→ Extract provided
--- start ---

Kyabazinga of Busoga Gabula of Bugabula
- Reign: 13 September 2014 – present
- Coronation: 14 September 2014
- Predecessor: Henry Wako Muloki
- Born: 1 November 1988 (age 37) Kamuli, Uganda
- Spouse: Jovia Mutesi ​(m. 2023)​
- Father: Wilson Gabula Nadiope
- Mother: Josephine Nadiope

= William Gabula =

Kyabazinga of Busoga and Gabula of Bugabula

William Wilberforce Kadhumbula Gabula Nadiope IV (born 1 November 1988), the Gabula of Bugabula, is the reigning Kyabazinga of Busoga, a constitutional kingdom in modern-day Uganda. He is the fourth Kyabazinga of Busoga.

==Claim to the throne==
Gabula was born in Jinja on 1 November 1988. He is the son of Wilson Gabula Nadiope III, one time minister of tourism in the Ugandan Cabinet, who died in 1991, and Josephine Nadiope who died in 1993. His paternal grandfather is William Wilberforce Kadhumbula Nadiope II, who ruled as Kyabazinga from 1949 until 1955 and from 1962 until 1966. Nadiope II was also the first vice president of Uganda, from 1962 until 1966.

Gabula Nadiope was unanimously elected by the ten Busoga Royal Chiefs who convened at Bugembe on 23 August 2014 for the purpose of electing a new Kyabazinga. Prince Edward Columbus Wambuzi, the eleventh Busoga Royal Chief, who was also contesting for the throne, did not attend the meeting. Gabula was unanimously approved by the Busoga Lukiko (Parliament) on 25 September 2014. Following an unsuccessful last-minute court challenge, Prince William Gabula was crowned as the 4th Kyabazinga of Busoga at Bugembe on Saturday, 13 September 2014. President Yoweri Museveni of Uganda attended the coronation.

--- end ---

→ Written exercise 1
Count the lines of the records that contain the string "instance", treating case as significant, and give only the number.
The records that follow are unrelated to the text.

Spatial annotation records

--- start ---

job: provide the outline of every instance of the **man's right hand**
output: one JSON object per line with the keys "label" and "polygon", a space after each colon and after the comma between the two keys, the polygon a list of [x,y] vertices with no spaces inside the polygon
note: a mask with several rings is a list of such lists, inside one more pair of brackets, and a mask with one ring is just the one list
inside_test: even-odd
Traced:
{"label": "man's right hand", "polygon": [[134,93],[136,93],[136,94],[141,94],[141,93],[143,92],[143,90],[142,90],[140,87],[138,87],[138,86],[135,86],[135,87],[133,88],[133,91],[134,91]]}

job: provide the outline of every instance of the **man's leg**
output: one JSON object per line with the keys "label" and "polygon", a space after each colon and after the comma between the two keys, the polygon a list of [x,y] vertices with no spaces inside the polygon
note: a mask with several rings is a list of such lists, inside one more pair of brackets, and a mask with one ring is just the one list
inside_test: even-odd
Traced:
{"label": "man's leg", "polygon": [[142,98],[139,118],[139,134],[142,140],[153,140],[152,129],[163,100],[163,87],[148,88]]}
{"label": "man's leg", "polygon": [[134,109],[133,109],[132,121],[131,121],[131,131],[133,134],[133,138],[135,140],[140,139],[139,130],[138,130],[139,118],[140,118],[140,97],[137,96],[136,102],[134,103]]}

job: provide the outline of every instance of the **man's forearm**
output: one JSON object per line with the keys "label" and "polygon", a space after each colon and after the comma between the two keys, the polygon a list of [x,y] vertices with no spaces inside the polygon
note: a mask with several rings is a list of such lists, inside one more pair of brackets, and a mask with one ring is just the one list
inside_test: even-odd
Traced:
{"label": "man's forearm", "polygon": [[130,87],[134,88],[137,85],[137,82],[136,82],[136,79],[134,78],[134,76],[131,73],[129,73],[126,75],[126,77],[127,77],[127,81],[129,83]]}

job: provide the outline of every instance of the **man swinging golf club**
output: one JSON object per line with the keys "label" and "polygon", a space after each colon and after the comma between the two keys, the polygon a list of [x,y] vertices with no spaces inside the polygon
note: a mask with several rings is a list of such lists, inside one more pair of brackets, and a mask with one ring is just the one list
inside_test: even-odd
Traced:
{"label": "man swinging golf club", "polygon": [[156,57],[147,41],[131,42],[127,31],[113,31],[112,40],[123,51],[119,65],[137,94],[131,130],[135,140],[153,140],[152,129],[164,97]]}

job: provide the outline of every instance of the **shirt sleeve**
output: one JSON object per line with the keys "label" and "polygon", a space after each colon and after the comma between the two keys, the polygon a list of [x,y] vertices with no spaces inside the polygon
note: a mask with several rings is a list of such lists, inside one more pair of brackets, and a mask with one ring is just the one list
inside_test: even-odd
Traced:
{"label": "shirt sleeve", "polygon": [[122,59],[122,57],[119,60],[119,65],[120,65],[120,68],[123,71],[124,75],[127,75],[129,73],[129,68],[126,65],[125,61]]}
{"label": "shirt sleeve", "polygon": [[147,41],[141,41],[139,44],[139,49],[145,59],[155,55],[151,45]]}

--- end ---

→ Written exercise 2
Answer these questions from the article on William Gabula:
(a) Who was his predecessor as Kyabazinga?
(b) Where did the Busoga Royal Chiefs convene on 23 August 2014?
(c) Whom did he marry in 2023?

→ Correct result 1
5

→ Correct result 2
(a) Henry Wako Muloki
(b) Bugembe
(c) Jovia Mutesi